Exercise objective
Pick out each line below that contains the word "beam", and copy those lines in full.

Data excerpts
========================================================================
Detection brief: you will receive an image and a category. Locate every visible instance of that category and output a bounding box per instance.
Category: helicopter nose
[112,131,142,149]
========================================================================
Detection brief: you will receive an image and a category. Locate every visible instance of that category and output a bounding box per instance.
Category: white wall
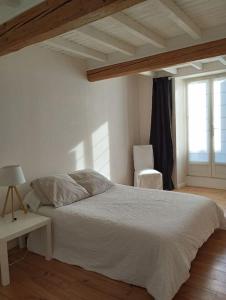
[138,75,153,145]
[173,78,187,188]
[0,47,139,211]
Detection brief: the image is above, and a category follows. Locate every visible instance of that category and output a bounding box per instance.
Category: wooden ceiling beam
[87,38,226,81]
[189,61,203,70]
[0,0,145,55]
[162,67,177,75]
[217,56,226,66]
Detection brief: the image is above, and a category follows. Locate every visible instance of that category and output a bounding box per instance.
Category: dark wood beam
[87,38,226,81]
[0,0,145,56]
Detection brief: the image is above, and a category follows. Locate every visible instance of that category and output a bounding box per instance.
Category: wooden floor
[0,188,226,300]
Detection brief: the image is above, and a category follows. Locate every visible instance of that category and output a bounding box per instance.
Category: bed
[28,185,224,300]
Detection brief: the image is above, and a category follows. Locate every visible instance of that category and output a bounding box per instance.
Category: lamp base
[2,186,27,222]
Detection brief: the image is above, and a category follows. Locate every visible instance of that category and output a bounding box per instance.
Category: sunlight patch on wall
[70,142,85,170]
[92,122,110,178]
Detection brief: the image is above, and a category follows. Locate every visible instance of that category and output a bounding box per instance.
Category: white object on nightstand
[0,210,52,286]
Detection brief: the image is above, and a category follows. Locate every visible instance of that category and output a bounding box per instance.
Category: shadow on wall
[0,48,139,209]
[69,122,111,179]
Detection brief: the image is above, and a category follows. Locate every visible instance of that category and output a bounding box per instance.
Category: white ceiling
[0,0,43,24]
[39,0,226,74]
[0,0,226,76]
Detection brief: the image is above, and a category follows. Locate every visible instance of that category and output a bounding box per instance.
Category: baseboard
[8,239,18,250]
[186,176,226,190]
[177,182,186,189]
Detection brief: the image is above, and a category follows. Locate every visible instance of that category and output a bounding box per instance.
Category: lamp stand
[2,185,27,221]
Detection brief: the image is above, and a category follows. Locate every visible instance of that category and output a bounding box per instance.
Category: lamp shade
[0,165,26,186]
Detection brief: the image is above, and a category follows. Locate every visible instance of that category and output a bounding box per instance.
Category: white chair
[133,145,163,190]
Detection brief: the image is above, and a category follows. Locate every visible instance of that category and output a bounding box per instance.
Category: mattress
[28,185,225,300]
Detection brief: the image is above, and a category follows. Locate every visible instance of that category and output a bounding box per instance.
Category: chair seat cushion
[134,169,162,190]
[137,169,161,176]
========================================================================
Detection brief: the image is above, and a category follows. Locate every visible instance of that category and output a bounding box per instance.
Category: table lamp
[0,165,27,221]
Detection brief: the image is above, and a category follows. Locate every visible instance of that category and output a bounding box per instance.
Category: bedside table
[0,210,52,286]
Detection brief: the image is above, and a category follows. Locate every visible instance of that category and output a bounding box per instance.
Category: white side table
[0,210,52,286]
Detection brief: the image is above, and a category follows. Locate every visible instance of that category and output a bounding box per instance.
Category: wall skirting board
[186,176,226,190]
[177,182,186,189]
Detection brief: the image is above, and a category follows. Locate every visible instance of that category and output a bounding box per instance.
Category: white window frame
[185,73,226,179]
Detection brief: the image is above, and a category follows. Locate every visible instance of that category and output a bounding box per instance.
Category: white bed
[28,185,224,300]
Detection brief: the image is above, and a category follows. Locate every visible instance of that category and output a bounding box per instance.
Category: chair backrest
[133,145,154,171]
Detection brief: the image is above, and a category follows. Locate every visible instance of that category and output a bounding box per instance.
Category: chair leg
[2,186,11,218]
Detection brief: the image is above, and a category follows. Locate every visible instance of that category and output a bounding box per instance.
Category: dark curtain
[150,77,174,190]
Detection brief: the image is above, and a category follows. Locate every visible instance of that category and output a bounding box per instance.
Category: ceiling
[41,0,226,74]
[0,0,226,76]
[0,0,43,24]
========================================================================
Problem solution
Category: wooden ceiling beam
Category: dark wood beam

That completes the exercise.